(begin)

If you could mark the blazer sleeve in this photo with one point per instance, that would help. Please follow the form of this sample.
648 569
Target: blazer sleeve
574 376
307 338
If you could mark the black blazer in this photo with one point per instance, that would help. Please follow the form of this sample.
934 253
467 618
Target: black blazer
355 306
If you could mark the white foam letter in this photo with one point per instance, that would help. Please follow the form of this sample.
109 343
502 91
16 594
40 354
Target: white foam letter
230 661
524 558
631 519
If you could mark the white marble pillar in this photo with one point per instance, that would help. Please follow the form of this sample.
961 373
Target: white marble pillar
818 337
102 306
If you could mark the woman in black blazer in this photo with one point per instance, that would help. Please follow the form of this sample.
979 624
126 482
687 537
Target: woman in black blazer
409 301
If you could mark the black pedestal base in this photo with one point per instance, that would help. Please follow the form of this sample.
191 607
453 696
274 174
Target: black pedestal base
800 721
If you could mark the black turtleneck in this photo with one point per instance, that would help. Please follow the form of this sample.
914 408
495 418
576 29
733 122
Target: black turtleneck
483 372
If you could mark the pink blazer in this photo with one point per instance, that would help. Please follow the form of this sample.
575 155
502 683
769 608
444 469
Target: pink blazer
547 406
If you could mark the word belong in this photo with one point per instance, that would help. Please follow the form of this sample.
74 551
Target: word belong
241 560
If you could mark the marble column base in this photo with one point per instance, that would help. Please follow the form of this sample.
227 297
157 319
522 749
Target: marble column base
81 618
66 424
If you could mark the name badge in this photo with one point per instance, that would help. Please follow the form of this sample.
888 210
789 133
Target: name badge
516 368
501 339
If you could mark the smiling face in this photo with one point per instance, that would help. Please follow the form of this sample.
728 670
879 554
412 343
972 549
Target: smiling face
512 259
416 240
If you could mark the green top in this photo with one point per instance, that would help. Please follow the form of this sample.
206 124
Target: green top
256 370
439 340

(end)

# What this task involves:
Copy all of the rows above verbatim, in their original order and with the same line breaks.

# Correct result:
If you could mark the blazer sleeve in this photo with one point per instance, that would help. Please follow the form of this sample.
648 569
Target: blazer sleeve
574 376
307 338
If you could mark the black blazer in this photo with one point per instance, that would help. Please follow the form of this sample.
934 253
467 618
Target: black blazer
355 306
If you could mark the white foam letter in this photo with one point per instance, that would help. Please follow the form of this sample.
109 343
502 91
16 594
40 354
Target: white foam letter
230 661
524 558
631 519
If you could mark the white marble pillar in this photo with one point per instance, that would help. Please follow the form of this sample.
961 373
Target: white marble pillar
818 337
102 306
If you could mark the woman in black blazer in this photo with one point per instance, that would help. Please follow the form of this sample.
979 624
126 482
687 537
Target: woman in black blazer
409 301
If you could mark the black pedestal base in this photo with one point per instance, that would help. Please follow the form of this sample.
191 607
453 696
274 174
Target: black pedestal base
800 721
If you could mark the black turtleneck in this photo with one point per instance, that would help. Please follow the form of this sample.
914 408
495 418
576 29
733 122
Target: black turtleneck
483 372
If you could mark the pink blazer in this photo with one point per instance, that would help. Please follow the form of this sample.
575 155
502 683
769 608
444 469
Target: pink blazer
547 406
If you could mark the word belong in this photo with one point per instance, that would help. Please follow the form of this sample.
74 551
Target: word belong
241 560
If you could mark the marble column base in this photo with one point per instance, that would help. Please follow the form of this sample.
227 297
157 319
522 749
Target: marble column base
81 618
66 424
If you could mark the name badge in this photo with one point per instance, that would help. Please follow the form of this sample.
888 210
789 133
Target: name badge
516 368
501 339
If you could mark the smiling face in this photo with one point per instance, that would help. Please follow the form of this sample.
728 670
879 554
412 343
972 549
Target: smiling face
512 259
416 240
If you could mark the green top in this photo with one point per instance, that would help. Please follow the form of this sample.
206 124
Target: green top
256 370
439 340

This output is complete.